### Page excerpt:
....

The scope of Abramovitsh’s social commentary broadens in Di klyatshe (1873; The Nag), an allegorical novel that compares the Jewish condition in Russia to the lot of a broken-down nag. The mare, unwilling to fight against her tormentors, represents passive Jews who show little interest in efforts at reform. Other elements of the allegory indict the tsarist regime that oppressed the Jewish minority. As a result, when the book was published in a Polish translation, it was quickly suppressed.

Kitser masoes Binyomen hashlishi (1878; “The Brief Travels of Benjamin the Third”) is Abramovitsh’s parody of Cervantes’s Don Quixote. In place of a Spanish gentleman who longs to be a heroic knight is a mock-heroic Jew who longs for adventure. His quest for the Holy Land, however, only shows his hopeless ignorance of geography and the modern world.
This impressive sequence of early works marks Abramovitsh’s greatest contribution to Yiddish fiction. Later in life, he devoted much of his creative energies to expanding these novels and translating them into Hebrew. Starting in 1886, he also wrote a number of new stories in Hebrew and contributed to the rise of modern Hebrew literature.
Sholem Aleichem was the pen name of Sholem Rabinovitsh. The most popular of all Yiddish writers, Sholem Aleichem took up the cause of modern Yiddish literature where Abramovitsh left off. In recognition of his forerunner’s central role, Sholem Aleichem dubbed Abramovitsh the grandfather of Yiddish literature. They met often in Odessa, where their circle of friends included the historian Shimon Dubnov and the Hebrew poet H.N. (Haim Naḥman) Bialik. Both Sholem Aleichem and Abramovitsh were deeply shaken by the pogroms of 1905, and both emigrated from Russia. Abramovitsh returned after two years, but Sholem Aleichem never resettled permanently in Russia, though he traveled there.

....

### Material supplied:
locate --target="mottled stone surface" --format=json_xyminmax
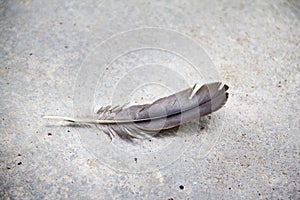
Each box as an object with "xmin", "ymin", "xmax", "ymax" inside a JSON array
[{"xmin": 0, "ymin": 0, "xmax": 300, "ymax": 199}]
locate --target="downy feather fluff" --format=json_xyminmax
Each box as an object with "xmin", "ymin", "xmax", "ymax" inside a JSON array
[{"xmin": 43, "ymin": 82, "xmax": 229, "ymax": 140}]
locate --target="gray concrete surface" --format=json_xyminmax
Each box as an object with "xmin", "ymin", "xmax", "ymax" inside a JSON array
[{"xmin": 0, "ymin": 0, "xmax": 300, "ymax": 199}]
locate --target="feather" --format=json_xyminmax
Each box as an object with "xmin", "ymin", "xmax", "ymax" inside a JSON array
[{"xmin": 43, "ymin": 82, "xmax": 229, "ymax": 140}]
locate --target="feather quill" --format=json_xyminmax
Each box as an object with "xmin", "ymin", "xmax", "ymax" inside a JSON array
[{"xmin": 43, "ymin": 82, "xmax": 229, "ymax": 140}]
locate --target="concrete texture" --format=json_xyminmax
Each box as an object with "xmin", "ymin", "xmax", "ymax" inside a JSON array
[{"xmin": 0, "ymin": 0, "xmax": 300, "ymax": 199}]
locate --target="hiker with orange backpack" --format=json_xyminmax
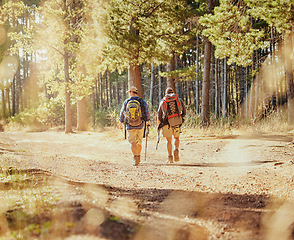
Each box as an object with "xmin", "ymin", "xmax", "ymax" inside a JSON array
[
  {"xmin": 157, "ymin": 87, "xmax": 186, "ymax": 163},
  {"xmin": 119, "ymin": 86, "xmax": 150, "ymax": 166}
]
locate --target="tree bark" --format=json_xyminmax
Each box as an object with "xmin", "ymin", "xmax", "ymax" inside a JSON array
[
  {"xmin": 166, "ymin": 52, "xmax": 176, "ymax": 91},
  {"xmin": 128, "ymin": 61, "xmax": 143, "ymax": 98},
  {"xmin": 284, "ymin": 35, "xmax": 294, "ymax": 124},
  {"xmin": 77, "ymin": 97, "xmax": 88, "ymax": 131},
  {"xmin": 64, "ymin": 50, "xmax": 72, "ymax": 133},
  {"xmin": 128, "ymin": 18, "xmax": 143, "ymax": 98},
  {"xmin": 158, "ymin": 65, "xmax": 162, "ymax": 105},
  {"xmin": 201, "ymin": 38, "xmax": 211, "ymax": 127},
  {"xmin": 149, "ymin": 63, "xmax": 154, "ymax": 106}
]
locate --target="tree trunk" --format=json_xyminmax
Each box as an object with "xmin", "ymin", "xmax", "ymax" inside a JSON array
[
  {"xmin": 128, "ymin": 18, "xmax": 143, "ymax": 98},
  {"xmin": 222, "ymin": 59, "xmax": 228, "ymax": 119},
  {"xmin": 214, "ymin": 58, "xmax": 220, "ymax": 118},
  {"xmin": 166, "ymin": 52, "xmax": 176, "ymax": 91},
  {"xmin": 98, "ymin": 73, "xmax": 103, "ymax": 109},
  {"xmin": 1, "ymin": 89, "xmax": 6, "ymax": 119},
  {"xmin": 128, "ymin": 61, "xmax": 143, "ymax": 98},
  {"xmin": 201, "ymin": 35, "xmax": 211, "ymax": 127},
  {"xmin": 285, "ymin": 35, "xmax": 294, "ymax": 124},
  {"xmin": 158, "ymin": 65, "xmax": 162, "ymax": 105},
  {"xmin": 149, "ymin": 63, "xmax": 154, "ymax": 106},
  {"xmin": 77, "ymin": 97, "xmax": 88, "ymax": 131},
  {"xmin": 64, "ymin": 51, "xmax": 72, "ymax": 133}
]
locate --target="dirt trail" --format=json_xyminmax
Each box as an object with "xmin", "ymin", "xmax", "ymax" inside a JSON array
[{"xmin": 0, "ymin": 129, "xmax": 294, "ymax": 239}]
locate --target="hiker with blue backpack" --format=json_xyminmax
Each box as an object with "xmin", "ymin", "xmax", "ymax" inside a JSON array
[
  {"xmin": 119, "ymin": 86, "xmax": 151, "ymax": 166},
  {"xmin": 157, "ymin": 87, "xmax": 186, "ymax": 163}
]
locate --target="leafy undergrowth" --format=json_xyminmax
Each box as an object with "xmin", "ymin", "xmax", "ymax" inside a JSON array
[{"xmin": 0, "ymin": 167, "xmax": 139, "ymax": 239}]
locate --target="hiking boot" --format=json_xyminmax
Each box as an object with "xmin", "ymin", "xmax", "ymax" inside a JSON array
[
  {"xmin": 167, "ymin": 156, "xmax": 174, "ymax": 163},
  {"xmin": 174, "ymin": 149, "xmax": 180, "ymax": 162},
  {"xmin": 134, "ymin": 155, "xmax": 140, "ymax": 166}
]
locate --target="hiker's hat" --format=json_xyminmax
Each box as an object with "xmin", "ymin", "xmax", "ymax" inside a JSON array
[
  {"xmin": 128, "ymin": 86, "xmax": 138, "ymax": 94},
  {"xmin": 165, "ymin": 87, "xmax": 174, "ymax": 94}
]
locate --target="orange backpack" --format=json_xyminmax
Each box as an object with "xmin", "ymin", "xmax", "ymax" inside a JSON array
[{"xmin": 163, "ymin": 93, "xmax": 183, "ymax": 127}]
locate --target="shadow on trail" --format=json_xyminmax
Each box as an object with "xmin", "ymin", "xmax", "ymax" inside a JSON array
[
  {"xmin": 145, "ymin": 160, "xmax": 278, "ymax": 168},
  {"xmin": 238, "ymin": 133, "xmax": 294, "ymax": 142},
  {"xmin": 0, "ymin": 169, "xmax": 294, "ymax": 240}
]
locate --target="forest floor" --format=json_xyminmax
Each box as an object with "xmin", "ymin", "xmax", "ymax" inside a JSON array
[{"xmin": 0, "ymin": 128, "xmax": 294, "ymax": 240}]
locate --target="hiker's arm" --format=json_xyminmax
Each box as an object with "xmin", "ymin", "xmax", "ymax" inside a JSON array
[
  {"xmin": 143, "ymin": 101, "xmax": 151, "ymax": 126},
  {"xmin": 119, "ymin": 103, "xmax": 125, "ymax": 129},
  {"xmin": 157, "ymin": 104, "xmax": 163, "ymax": 124},
  {"xmin": 181, "ymin": 99, "xmax": 187, "ymax": 117}
]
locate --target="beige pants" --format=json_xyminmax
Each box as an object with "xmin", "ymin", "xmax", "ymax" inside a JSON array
[
  {"xmin": 162, "ymin": 125, "xmax": 181, "ymax": 138},
  {"xmin": 128, "ymin": 128, "xmax": 144, "ymax": 145}
]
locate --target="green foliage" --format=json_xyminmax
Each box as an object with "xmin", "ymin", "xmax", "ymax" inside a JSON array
[
  {"xmin": 93, "ymin": 108, "xmax": 117, "ymax": 129},
  {"xmin": 200, "ymin": 0, "xmax": 269, "ymax": 66},
  {"xmin": 8, "ymin": 97, "xmax": 64, "ymax": 127},
  {"xmin": 107, "ymin": 0, "xmax": 195, "ymax": 69}
]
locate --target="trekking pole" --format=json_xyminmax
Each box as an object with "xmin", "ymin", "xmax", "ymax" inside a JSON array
[
  {"xmin": 124, "ymin": 122, "xmax": 127, "ymax": 139},
  {"xmin": 156, "ymin": 129, "xmax": 160, "ymax": 150},
  {"xmin": 156, "ymin": 122, "xmax": 163, "ymax": 150},
  {"xmin": 145, "ymin": 126, "xmax": 149, "ymax": 161}
]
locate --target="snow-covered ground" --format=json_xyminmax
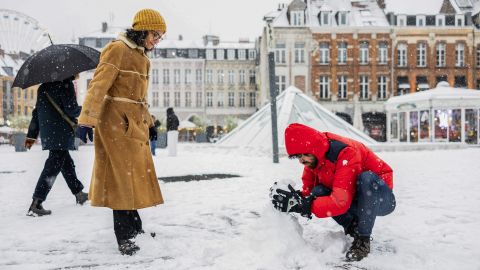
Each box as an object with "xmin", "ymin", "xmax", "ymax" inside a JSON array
[{"xmin": 0, "ymin": 144, "xmax": 480, "ymax": 270}]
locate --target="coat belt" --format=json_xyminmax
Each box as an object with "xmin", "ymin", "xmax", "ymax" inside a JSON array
[{"xmin": 105, "ymin": 95, "xmax": 150, "ymax": 108}]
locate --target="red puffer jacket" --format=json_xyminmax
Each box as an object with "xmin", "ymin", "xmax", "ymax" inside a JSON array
[{"xmin": 285, "ymin": 123, "xmax": 393, "ymax": 218}]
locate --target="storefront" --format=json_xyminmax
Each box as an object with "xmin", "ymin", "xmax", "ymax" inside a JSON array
[{"xmin": 385, "ymin": 82, "xmax": 480, "ymax": 144}]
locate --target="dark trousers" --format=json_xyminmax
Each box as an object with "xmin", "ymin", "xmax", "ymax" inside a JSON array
[
  {"xmin": 33, "ymin": 150, "xmax": 83, "ymax": 201},
  {"xmin": 312, "ymin": 171, "xmax": 396, "ymax": 236},
  {"xmin": 113, "ymin": 210, "xmax": 143, "ymax": 245}
]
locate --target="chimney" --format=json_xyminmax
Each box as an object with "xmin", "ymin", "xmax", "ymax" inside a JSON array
[{"xmin": 102, "ymin": 22, "xmax": 108, "ymax": 33}]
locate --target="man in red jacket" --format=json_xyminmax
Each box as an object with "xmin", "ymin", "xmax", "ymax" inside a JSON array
[{"xmin": 272, "ymin": 123, "xmax": 396, "ymax": 261}]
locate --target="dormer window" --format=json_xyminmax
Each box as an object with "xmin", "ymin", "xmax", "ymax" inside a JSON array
[
  {"xmin": 291, "ymin": 11, "xmax": 305, "ymax": 26},
  {"xmin": 435, "ymin": 14, "xmax": 445, "ymax": 26},
  {"xmin": 320, "ymin": 11, "xmax": 330, "ymax": 25},
  {"xmin": 455, "ymin": 15, "xmax": 465, "ymax": 26},
  {"xmin": 338, "ymin": 11, "xmax": 348, "ymax": 25},
  {"xmin": 397, "ymin": 15, "xmax": 407, "ymax": 26},
  {"xmin": 417, "ymin": 15, "xmax": 425, "ymax": 27}
]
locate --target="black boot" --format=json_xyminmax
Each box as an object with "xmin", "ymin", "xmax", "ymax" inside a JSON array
[
  {"xmin": 346, "ymin": 236, "xmax": 370, "ymax": 261},
  {"xmin": 27, "ymin": 199, "xmax": 52, "ymax": 217},
  {"xmin": 75, "ymin": 191, "xmax": 88, "ymax": 205},
  {"xmin": 118, "ymin": 240, "xmax": 140, "ymax": 256}
]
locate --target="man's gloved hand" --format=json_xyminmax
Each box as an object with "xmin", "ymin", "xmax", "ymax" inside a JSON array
[
  {"xmin": 270, "ymin": 183, "xmax": 315, "ymax": 218},
  {"xmin": 25, "ymin": 138, "xmax": 36, "ymax": 150},
  {"xmin": 75, "ymin": 126, "xmax": 93, "ymax": 143}
]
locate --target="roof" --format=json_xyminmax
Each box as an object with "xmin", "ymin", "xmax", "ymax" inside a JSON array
[
  {"xmin": 218, "ymin": 86, "xmax": 377, "ymax": 153},
  {"xmin": 265, "ymin": 0, "xmax": 389, "ymax": 27}
]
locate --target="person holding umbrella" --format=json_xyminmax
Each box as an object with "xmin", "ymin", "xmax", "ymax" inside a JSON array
[
  {"xmin": 77, "ymin": 9, "xmax": 166, "ymax": 255},
  {"xmin": 12, "ymin": 44, "xmax": 100, "ymax": 216}
]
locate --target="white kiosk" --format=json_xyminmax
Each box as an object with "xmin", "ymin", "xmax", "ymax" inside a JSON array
[{"xmin": 385, "ymin": 82, "xmax": 480, "ymax": 144}]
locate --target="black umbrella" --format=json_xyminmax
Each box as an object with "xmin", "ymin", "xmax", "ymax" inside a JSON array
[{"xmin": 12, "ymin": 44, "xmax": 100, "ymax": 89}]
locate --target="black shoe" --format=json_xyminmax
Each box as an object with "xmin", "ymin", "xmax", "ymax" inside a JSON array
[
  {"xmin": 75, "ymin": 191, "xmax": 88, "ymax": 205},
  {"xmin": 27, "ymin": 199, "xmax": 52, "ymax": 217},
  {"xmin": 118, "ymin": 240, "xmax": 140, "ymax": 256},
  {"xmin": 345, "ymin": 236, "xmax": 370, "ymax": 262}
]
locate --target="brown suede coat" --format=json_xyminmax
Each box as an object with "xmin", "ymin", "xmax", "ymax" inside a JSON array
[{"xmin": 78, "ymin": 34, "xmax": 163, "ymax": 210}]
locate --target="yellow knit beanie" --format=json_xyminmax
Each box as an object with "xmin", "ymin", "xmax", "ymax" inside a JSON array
[{"xmin": 132, "ymin": 9, "xmax": 167, "ymax": 33}]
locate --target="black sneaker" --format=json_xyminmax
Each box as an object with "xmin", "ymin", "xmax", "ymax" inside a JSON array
[
  {"xmin": 75, "ymin": 191, "xmax": 88, "ymax": 205},
  {"xmin": 345, "ymin": 236, "xmax": 370, "ymax": 262},
  {"xmin": 118, "ymin": 240, "xmax": 140, "ymax": 256},
  {"xmin": 27, "ymin": 199, "xmax": 52, "ymax": 217}
]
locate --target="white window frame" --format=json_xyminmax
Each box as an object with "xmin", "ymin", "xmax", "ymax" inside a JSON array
[
  {"xmin": 359, "ymin": 75, "xmax": 370, "ymax": 100},
  {"xmin": 318, "ymin": 75, "xmax": 330, "ymax": 99}
]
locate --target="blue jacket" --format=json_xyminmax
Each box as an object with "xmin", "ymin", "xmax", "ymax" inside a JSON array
[{"xmin": 27, "ymin": 78, "xmax": 81, "ymax": 150}]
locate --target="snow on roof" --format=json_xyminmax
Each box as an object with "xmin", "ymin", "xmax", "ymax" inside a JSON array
[
  {"xmin": 218, "ymin": 86, "xmax": 376, "ymax": 151},
  {"xmin": 385, "ymin": 82, "xmax": 480, "ymax": 110},
  {"xmin": 272, "ymin": 0, "xmax": 389, "ymax": 27}
]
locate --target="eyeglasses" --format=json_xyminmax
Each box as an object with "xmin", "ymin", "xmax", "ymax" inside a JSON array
[{"xmin": 151, "ymin": 31, "xmax": 165, "ymax": 41}]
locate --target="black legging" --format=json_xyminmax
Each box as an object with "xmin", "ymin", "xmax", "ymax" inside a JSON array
[
  {"xmin": 33, "ymin": 150, "xmax": 83, "ymax": 201},
  {"xmin": 113, "ymin": 210, "xmax": 142, "ymax": 244}
]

....

### Given request:
Continue the passage on Abramovitsh and Sholem Aleichem from the point where it stops.

### Response below:
Sholem Aleichem had an excellent background in European literature. His early novels, written in the 1880s after he had moved to Kiev, show the influence of Russian fiction. He attempted to adapt current techniques by creating “Jewish novels” such as Stempeniu (1888; Stempeniu: A Jewish Romance) and Yosele Solovey (1889; The Nightingale; or, The Saga of Yosele Solovey the Cantor). The heroes named in the titles of these works are a klezmer violinist and a cantor, and the plots adhere to Jewish mores by avoiding a typical romantic development. Most original, perhaps, is the narrator’s self-reflexive awareness of how his stories and descriptions do not match novelistic norms.
Many of Sholem Aleichem’s longer works are episodic, such as the letters of Menakhem Mendel (1892–1909) and the narrative of Motl Peyse dem khazns (1907–16; Adventures of Mottel, the Cantor’s Son). This episodic quality corresponds well to Sholem Aleichem’s spontaneous, improvisational style.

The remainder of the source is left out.